▶ Task to carry out
Pull out every line in the entries below that contains the string "jersey".

▶ Data
_ _ _ _ _ _ _

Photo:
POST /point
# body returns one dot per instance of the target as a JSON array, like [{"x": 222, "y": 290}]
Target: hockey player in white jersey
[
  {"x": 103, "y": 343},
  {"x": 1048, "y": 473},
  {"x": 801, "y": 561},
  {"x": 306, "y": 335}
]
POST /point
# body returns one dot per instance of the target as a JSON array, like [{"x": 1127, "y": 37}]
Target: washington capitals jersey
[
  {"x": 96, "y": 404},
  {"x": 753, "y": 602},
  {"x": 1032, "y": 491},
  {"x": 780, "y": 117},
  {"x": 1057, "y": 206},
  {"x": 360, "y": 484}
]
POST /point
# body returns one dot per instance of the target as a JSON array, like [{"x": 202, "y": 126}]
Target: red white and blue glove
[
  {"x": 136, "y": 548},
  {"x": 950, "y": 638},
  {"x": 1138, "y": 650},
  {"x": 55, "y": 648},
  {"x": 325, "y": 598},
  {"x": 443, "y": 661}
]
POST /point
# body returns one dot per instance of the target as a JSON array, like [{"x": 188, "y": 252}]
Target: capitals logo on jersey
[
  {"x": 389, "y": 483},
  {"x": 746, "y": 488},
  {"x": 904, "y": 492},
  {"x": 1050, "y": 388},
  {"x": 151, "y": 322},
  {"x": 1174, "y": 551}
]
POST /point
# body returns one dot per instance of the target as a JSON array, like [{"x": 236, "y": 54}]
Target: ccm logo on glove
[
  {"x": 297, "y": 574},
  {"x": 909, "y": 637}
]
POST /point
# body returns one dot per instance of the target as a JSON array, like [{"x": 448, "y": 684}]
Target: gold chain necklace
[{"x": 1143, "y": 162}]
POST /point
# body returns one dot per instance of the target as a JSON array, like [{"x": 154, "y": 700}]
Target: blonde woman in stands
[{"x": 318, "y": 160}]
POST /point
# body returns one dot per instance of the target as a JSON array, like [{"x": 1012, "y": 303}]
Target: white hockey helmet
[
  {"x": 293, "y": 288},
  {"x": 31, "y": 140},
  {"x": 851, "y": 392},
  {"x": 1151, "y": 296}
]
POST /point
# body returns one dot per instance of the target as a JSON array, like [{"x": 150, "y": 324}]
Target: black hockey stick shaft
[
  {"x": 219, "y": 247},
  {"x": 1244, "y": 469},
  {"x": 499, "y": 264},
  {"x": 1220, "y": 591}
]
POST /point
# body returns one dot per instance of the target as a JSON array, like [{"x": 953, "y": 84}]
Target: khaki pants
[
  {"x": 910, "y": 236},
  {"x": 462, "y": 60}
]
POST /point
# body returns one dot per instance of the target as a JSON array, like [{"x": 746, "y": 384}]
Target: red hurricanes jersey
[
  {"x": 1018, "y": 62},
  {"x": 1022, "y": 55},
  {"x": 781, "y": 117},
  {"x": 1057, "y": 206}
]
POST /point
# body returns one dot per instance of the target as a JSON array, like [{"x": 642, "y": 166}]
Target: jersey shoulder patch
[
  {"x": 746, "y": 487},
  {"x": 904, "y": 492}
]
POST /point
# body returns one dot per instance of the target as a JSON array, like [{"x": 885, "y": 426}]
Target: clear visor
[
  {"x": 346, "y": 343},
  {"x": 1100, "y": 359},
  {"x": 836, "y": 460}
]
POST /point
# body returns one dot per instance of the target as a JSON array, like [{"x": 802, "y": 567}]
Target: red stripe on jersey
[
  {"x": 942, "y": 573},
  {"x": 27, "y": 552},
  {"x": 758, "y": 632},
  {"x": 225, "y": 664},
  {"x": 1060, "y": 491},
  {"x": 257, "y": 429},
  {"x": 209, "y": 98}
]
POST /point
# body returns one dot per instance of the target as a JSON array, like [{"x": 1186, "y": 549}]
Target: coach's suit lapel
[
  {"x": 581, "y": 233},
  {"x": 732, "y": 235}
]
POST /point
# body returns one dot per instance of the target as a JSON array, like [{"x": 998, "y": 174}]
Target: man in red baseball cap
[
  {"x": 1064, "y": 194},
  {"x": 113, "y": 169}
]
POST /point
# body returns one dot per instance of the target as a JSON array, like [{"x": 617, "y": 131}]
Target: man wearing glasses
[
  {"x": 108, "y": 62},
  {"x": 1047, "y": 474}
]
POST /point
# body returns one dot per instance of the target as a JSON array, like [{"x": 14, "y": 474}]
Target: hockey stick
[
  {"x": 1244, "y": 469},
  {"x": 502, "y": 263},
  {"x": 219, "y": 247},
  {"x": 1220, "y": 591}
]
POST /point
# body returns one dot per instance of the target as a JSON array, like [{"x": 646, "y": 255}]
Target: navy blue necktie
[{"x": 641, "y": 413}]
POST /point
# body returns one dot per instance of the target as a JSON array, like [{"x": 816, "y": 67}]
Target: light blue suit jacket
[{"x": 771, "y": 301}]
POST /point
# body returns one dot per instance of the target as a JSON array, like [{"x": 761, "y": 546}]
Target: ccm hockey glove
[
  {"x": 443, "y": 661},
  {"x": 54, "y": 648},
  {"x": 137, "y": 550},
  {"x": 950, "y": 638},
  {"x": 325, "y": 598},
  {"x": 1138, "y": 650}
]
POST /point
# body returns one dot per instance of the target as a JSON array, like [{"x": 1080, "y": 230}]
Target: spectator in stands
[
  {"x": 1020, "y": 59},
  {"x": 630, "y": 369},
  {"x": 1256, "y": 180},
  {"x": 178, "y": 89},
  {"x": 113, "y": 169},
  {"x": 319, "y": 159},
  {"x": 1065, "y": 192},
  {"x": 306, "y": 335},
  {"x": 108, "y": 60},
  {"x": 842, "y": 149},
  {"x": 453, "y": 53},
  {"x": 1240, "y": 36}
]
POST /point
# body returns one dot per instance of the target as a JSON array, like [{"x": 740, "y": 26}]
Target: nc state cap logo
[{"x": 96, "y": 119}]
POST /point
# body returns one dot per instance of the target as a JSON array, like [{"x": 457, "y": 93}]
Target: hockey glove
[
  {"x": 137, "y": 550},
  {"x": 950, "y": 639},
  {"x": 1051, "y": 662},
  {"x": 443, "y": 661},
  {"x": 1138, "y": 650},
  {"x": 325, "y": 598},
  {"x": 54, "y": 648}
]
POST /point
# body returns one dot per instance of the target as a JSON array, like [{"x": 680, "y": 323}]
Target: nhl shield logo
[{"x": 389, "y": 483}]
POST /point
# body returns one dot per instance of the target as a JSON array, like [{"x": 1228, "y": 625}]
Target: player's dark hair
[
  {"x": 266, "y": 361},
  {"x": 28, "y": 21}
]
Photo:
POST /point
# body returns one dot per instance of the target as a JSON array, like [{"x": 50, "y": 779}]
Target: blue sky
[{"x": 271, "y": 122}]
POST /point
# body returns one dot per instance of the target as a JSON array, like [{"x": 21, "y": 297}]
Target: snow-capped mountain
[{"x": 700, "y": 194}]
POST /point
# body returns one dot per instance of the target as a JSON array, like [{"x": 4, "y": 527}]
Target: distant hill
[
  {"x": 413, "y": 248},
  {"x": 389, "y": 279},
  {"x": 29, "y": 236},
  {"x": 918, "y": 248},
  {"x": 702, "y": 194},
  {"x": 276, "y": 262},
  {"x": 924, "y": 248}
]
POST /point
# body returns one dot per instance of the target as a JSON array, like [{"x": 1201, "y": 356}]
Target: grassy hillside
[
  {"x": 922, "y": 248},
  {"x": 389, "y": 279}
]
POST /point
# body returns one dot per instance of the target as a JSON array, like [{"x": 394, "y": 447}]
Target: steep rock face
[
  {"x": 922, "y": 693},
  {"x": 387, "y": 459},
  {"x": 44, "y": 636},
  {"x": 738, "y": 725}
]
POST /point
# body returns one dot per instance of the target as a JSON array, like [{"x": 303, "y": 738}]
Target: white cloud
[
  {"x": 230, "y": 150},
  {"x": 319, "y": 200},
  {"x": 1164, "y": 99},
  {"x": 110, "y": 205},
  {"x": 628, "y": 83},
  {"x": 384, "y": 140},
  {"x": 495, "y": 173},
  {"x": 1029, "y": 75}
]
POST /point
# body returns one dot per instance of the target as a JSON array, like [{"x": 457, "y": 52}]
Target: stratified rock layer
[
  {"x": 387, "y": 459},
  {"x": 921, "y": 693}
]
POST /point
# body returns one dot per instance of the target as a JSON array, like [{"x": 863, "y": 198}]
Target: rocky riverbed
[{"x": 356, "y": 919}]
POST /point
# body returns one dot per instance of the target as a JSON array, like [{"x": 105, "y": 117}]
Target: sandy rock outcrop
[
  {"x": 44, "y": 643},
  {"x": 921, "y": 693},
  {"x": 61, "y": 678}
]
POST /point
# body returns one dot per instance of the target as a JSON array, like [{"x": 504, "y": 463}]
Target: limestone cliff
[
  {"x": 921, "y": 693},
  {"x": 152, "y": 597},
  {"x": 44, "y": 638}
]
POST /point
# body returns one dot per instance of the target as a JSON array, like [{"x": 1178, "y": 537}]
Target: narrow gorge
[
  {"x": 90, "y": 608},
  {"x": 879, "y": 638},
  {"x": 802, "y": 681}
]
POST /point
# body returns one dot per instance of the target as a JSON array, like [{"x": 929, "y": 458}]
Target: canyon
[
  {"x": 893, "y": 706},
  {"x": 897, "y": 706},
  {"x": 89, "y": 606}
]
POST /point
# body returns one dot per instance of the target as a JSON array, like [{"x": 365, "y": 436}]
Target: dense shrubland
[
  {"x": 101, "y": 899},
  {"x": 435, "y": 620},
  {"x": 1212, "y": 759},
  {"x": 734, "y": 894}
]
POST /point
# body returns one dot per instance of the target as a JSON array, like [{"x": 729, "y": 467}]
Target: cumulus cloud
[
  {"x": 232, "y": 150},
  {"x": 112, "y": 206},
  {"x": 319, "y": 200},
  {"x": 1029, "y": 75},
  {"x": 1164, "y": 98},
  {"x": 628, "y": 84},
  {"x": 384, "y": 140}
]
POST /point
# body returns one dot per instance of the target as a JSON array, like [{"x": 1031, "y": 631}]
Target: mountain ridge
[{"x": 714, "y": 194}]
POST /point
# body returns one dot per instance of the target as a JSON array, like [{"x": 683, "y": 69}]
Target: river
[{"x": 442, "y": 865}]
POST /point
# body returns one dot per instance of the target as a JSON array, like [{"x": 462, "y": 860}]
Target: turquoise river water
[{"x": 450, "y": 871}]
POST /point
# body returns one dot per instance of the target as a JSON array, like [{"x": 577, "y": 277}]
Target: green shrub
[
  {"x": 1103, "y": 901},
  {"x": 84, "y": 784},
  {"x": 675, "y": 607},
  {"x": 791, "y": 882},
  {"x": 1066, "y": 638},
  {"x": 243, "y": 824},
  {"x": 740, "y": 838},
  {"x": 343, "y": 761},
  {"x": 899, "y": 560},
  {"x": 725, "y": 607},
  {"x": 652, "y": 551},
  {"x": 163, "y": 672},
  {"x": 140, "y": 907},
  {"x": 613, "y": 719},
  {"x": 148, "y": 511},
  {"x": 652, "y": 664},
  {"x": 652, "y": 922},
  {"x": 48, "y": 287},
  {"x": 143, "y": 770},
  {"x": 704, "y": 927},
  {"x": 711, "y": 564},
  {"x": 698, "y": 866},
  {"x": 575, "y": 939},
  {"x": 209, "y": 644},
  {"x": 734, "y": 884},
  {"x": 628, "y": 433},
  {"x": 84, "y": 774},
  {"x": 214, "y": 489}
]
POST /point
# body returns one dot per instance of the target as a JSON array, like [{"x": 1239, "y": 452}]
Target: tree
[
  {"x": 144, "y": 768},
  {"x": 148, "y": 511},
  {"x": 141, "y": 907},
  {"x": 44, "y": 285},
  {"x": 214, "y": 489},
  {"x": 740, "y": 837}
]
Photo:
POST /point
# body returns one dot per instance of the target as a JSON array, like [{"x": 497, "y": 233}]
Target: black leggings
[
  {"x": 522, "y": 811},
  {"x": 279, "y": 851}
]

_ _ _ _ _ _ _

▶ Final answer
Target: hockey player in white jersey
Target: washington capitals jersey
Target: capitals logo on jersey
Target: red hurricanes jersey
Target: jersey shoulder patch
Target: red stripe on jersey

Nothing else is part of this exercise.